- [Problem details]
Answer these about the Direct3D shader question:
1. What is the name of the class the author declares?
2. What value is pClassLinkage initialized to, and what does its comment say?
3. Which device function is called when T is ID3D11DomainShader?

Template Function Branch Optimization - c++

I'm trying to write a template method to create shaders for Direct3D. The API functions to create each type of shader as well as the types of shaders have different names. So, I wrote the following code:
class Shader final
{
public:
explicit Shader( _In_ ID3DBlob *const pBlob );
template <class T>
void Create
( std::weak_ptr<ID3D11Device>& pDevice
, CComPtr<T>& pResource )
{
auto p_Device = pDevice.lock();
if ( mp_Blob && p_Device )
{
HRESULT hr = E_FAIL;
ID3D11ClassLinkage* pClassLinkage = nullptr; // unsupported for now
pResource.Release();
CComPtr<ID3D11DeviceChild> pRes;
if ( std::is_same<T, ID3D11VertexShader>() )
{
hr = p_Device->CreateVertexShader
( mp_Blob->GetBufferPointer()
, mp_Blob->GetBufferSize()
, pClassLinkage
, reinterpret_cast<ID3D11VertexShader**>( &pRes ) );
}
else if ( std::is_same<T, ID3D11HullShader>() )
{
hr = p_Device->CreateHullShader
( mp_Blob->GetBufferPointer()
, mp_Blob->GetBufferSize()
, pClassLinkage
, reinterpret_cast<ID3D11HullShader**>( &pRes ) );
}
else if ( std::is_same<T, ID3D11DomainShader>() )
{
hr = p_Device->CreateDomainShader
( mp_Blob->GetBufferPointer()
, mp_Blob->GetBufferSize()
, pClassLinkage
, reinterpret_cast<ID3D11DomainShader**>( &pRes ) );
}
else if ( std::is_same<T, ID3D11GeometryShader>() )
{
hr = p_Device->CreateGeometryShader
( mp_Blob->GetBufferPointer()
, mp_Blob->GetBufferSize()
, pClassLinkage
, reinterpret_cast<ID3D11GeometryShader**>( &pRes ) );
}
else if ( std::is_same<T, ID3D11ComputeShader>() )
{
hr = p_Device->CreateComputeShader
( mp_Blob->GetBufferPointer()

- [Raw data]
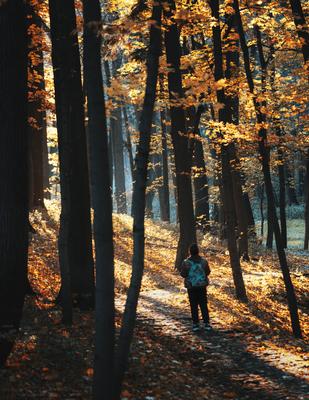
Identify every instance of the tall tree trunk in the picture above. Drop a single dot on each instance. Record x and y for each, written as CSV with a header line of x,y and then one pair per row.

- [Result]
1. Shader
2. nullptr, with the comment "unsupported for now"
3. CreateDomainShader